Source:

☆ ☆ ☆ ☆ ☆

All in all, a great, in-depth review.
No, I think it looks much better. But there should be a unique UI for all apps (no brushed_metal or so) and the ability to choose this platform-wide by using system_preferences.
ARS simply has the best reviews ever!
Ars Tech says window resizing has made a large improvement.
-Kevin
Sadly, I don’t think a lot of users will see the new developer features for a good long while, except maybe for the case of open-source software. A good many people I know are still using 10.2 and likely won’t shell out for Tiger, so I think many businesses will be ignoring Tiger’s new frameworks for the sake of market penetration.
What a thorough review!
I’m feeling pretty ambivalent about Tiger right now, having spent an hour corresponding on the apple support boards to find out where all my email had gone (it hadn’t gone anywhere, but Mail had no intention of letting me see it, or of letting me close the application).
I’m also finding it buggy in smaller ways: it wouldn’t highlight a selected file, for instance, and it shows a non-existant user on the login screen but not in the preferences where I could delete it.

☆ ☆ ☆ ☆ ☆

Record list:
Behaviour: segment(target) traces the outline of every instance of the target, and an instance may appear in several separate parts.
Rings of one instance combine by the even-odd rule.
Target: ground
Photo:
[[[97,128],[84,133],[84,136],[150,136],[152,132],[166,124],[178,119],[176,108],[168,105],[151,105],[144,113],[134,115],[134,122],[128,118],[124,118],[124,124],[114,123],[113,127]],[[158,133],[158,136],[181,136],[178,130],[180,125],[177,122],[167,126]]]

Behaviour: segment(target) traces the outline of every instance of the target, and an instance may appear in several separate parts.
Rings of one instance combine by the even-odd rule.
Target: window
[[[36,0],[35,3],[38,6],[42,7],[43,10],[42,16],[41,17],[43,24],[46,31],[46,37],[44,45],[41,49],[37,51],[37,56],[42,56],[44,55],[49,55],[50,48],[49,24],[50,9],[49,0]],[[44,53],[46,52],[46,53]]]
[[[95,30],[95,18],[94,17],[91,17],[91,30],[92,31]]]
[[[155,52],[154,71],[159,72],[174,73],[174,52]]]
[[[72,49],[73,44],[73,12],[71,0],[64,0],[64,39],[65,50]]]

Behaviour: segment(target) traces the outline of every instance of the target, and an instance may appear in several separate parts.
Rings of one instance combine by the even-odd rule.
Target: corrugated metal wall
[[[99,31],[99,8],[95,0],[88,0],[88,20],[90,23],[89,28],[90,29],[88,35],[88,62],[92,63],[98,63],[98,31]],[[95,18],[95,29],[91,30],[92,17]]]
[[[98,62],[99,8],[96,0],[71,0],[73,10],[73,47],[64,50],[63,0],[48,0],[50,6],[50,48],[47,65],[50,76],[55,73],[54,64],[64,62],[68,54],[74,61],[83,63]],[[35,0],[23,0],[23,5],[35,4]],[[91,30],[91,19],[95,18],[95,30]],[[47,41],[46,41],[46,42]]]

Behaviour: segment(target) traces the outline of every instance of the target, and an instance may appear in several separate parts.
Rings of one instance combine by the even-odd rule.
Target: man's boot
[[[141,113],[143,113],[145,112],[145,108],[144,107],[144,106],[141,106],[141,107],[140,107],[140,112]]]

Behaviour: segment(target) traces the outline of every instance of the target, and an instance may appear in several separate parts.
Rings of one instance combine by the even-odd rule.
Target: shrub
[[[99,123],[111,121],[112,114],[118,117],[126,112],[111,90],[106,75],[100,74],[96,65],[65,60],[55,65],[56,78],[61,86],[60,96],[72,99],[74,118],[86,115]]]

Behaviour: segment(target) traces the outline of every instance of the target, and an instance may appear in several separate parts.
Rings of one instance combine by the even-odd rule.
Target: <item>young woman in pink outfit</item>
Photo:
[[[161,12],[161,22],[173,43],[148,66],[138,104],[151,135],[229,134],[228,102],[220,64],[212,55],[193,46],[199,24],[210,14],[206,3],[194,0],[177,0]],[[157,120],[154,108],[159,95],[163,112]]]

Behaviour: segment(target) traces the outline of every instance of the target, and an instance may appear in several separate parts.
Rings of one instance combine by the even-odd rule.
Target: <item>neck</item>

☆ ☆ ☆ ☆ ☆

To-do list:
1) According to the reader comments on the Tiger review, which version of the system are many people the commenter knows still using?
2) Continue the reader comments on the Tiger review, picking up after the final comment.

Final answers:
1) Version 10.2.

2)
ANd in my opinion (but I realise this is just a very personal opinion) the new UI colours look like a bad KDE theme. Not a good one (of which) I’ve seen several, but one that just wasn’t quite right. It may have lost that weird shiny, stripy feel of 10, 10.1 and 10.2, but it’s gained an odd gaudiness.
If you like it though, be thankful and enjoy it!
cheers!
Ars Tech says window resizing has made a large improvement.
LOL! Maybe next release they’ll throw in a decent file manager. Maybe they’ll let you play videos FULL SCREEN! WOW! That’ll be SO NEAT!
As opposed to the Fisher Price theme that comes with XP?
At least you can turn it off in XP. On an Apple, it’s
Jobs’ way or the highway.
Yeah, they must have made a huge improvement. This is the first OS X review from Ars Technica that hasn’t devoted at least half the review to the percieved slowness of window resizing. But it’s only 4 pages. I imagine they’ll release an expanded one on Monday or so. It’ll probably devote 10 or 12 pages to window resizing.
Ignore that part about the 4 pages. For some reason, my browser wan’t downloading the bottom of the fourth page (with the next link), so I assumed it had ended there. I just went up to the dropdown box and noticed the other 17 pages.
” On an Apple, it’s Jobs’ way or the highway.”
You’re not kidding there. Look what he did to MacThemes.org.
Ars rocks, a great in-depth review of the new Mac 10.4
Damn good review. I read only bits of the 20 pages stuff, but read the whole of page 21 (conclusion). Impressive review, and tiger does look nice.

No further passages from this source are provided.